• Aim of the task: Set down the data below in full and exactly, minus the pictures.

:: Records for this task

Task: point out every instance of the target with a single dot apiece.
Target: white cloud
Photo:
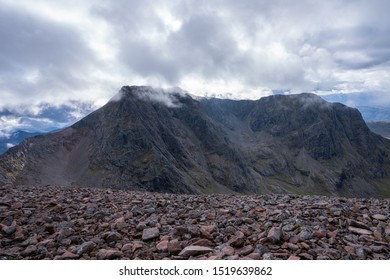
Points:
(56, 51)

::::

• Answer space:
Task: point out every instance of the target with a single dot apiece.
Target: white cloud
Photo:
Points:
(56, 51)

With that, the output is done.